# EXERCISE
Only an exact copy of the records below will serve as the answer.

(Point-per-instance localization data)

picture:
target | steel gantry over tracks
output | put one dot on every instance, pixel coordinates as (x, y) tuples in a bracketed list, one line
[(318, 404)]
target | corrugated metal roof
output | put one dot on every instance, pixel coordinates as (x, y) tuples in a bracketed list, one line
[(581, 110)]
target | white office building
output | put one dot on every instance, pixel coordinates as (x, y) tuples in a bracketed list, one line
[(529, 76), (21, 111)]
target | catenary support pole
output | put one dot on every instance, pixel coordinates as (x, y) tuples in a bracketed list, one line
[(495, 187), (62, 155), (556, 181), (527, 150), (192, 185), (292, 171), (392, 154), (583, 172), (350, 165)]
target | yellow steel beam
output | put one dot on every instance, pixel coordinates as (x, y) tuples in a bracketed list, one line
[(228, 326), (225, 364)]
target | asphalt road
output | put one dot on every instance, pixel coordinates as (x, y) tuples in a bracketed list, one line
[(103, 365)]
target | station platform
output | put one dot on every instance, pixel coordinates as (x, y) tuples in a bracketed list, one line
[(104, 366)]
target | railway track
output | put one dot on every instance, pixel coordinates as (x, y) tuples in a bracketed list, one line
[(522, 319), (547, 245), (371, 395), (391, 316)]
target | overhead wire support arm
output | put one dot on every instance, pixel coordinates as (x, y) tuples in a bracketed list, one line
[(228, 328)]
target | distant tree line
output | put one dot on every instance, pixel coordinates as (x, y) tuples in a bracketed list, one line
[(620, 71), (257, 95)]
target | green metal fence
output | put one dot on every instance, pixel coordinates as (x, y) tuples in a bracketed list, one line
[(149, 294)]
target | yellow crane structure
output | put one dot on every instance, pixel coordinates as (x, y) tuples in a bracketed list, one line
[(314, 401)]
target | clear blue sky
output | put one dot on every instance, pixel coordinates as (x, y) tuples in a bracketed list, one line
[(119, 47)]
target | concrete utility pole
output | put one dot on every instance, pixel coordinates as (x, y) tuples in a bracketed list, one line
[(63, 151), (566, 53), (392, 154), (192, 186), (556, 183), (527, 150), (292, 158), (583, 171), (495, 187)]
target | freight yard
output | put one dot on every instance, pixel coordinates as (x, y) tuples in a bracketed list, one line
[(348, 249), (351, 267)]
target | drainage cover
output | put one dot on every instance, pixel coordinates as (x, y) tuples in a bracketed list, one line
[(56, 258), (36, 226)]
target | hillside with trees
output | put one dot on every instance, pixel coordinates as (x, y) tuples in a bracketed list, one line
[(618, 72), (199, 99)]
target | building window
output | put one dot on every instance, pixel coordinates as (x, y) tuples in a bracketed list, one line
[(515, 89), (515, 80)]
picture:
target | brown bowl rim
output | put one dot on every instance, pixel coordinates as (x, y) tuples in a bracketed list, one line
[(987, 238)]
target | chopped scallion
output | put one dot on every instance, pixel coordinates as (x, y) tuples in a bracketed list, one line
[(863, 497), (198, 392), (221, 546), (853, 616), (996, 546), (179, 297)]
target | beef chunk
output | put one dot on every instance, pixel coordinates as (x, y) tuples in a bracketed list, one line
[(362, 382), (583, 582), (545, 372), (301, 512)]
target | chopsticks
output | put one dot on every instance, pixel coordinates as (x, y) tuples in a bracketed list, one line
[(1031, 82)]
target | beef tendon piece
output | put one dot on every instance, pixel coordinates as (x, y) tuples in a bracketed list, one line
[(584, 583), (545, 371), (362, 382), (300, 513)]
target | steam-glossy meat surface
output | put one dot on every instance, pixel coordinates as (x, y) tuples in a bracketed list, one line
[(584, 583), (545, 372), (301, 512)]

# COMPLETED EXERCISE
picture:
target | steel gantry over tracks
output | put one dot on every instance, pixel coordinates as (x, y) tuples in a bracketed list, one line
[(318, 404)]
target | corrugated metal roof
output | put one dot on every instance, pixel coordinates as (x, y) tuples in a bracketed list, one line
[(581, 110)]
target | white office building
output | put one dot on every instance, pixel coordinates as (x, y) tuples in a bracketed list, one line
[(529, 76), (21, 111)]
target | catenary support pole
output | put one dot on every instance, pixel coordinates as (x, y) tuples in a bracketed list, one line
[(495, 187), (62, 155), (556, 181), (527, 150), (192, 185), (292, 171), (392, 154), (583, 172), (350, 165)]
target | yellow steel beam
output | put one dot on every instance, pixel coordinates as (x, y) tuples in a bracketed list, one line
[(228, 326), (225, 364)]
target | asphalt road
output | put one dot on every instance, pixel coordinates as (x, y) tuples in a bracketed list, one line
[(103, 365)]
target | station platform
output | put one dot on every instance, pixel coordinates as (x, y) tuples in a bracketed list, one line
[(104, 366)]
target | railway track
output | put one dot on every instance, pixel coordinates as (x, y) tuples in a bracketed list, one line
[(522, 319), (547, 245), (371, 395), (391, 316)]
target | overhead wire support arm
output | put one dot on every instance, pixel coordinates as (x, y) tuples in a bracketed list, one line
[(228, 328)]
target | distant tree line
output | put one dot on every instance, pixel coordinates as (x, y) tuples in a bracketed list, one line
[(620, 71), (257, 95)]
target | green metal fence
output | put one dot on every instance, pixel coordinates as (x, y) tuples in a bracketed list, one line
[(149, 294)]
target | yellow crane structure
output | put one dot on every instance, pixel coordinates as (x, y) tuples in a bracketed list, one line
[(314, 401)]
target | clear blue sky
output | put one dot on every instance, pixel coordinates as (x, y) tuples in a bracketed list, one line
[(119, 47)]
target | concrete utility pole
output | put one dot on every instance, pixel coordinates as (x, y) tuples in a bracketed list, one line
[(63, 151), (566, 53), (392, 154), (192, 186), (556, 183), (527, 150), (292, 158), (583, 171), (495, 187)]
target | freight yard
output | put one dot on every instance, pixel coordinates as (x, y) tuples in a bracketed list, one line
[(348, 249), (351, 267)]
target | drainage cover
output | put one dot on every instance, pixel coordinates as (x, y) tuples in a bracketed list, one line
[(56, 258), (36, 226)]
target | hillside with trees
output | put one dot on every instance, pixel coordinates as (x, y) tuples in a bracketed list, one line
[(618, 72), (199, 99)]
target | building window
output | put one dot on every instance, pixel coordinates as (x, y) tuples in a bracketed list, one line
[(515, 89), (515, 80)]
picture:
target | brown bowl rim
output | put one dot on every instance, pixel coordinates as (x, y) tuples in a bracketed list, one line
[(987, 238)]
target | chopped scallion
output | put one dot on every instance, pixel coordinates as (x, y) tuples in a bracketed list, one line
[(863, 497), (198, 392), (221, 546), (853, 616), (996, 546), (179, 297)]
target | beef chunk
output | put one dot on every instance, pixel coordinates as (x, y) tuples in a bracketed list, one line
[(362, 382), (583, 582), (545, 372), (301, 512)]
target | chopsticks
output | put one dot on every instance, pixel coordinates as (x, y) tuples in a bracketed list, one line
[(1031, 82)]
target | beef tendon piece
output | put one dot on every instance, pixel coordinates as (x, y) tuples in a bracketed list, one line
[(584, 583), (545, 371), (362, 382), (300, 513)]
target | steam-glossy meat surface
output | put one dot on every instance, pixel coordinates as (x, y) tuples in a bracketed list, one line
[(584, 583), (545, 372), (301, 512)]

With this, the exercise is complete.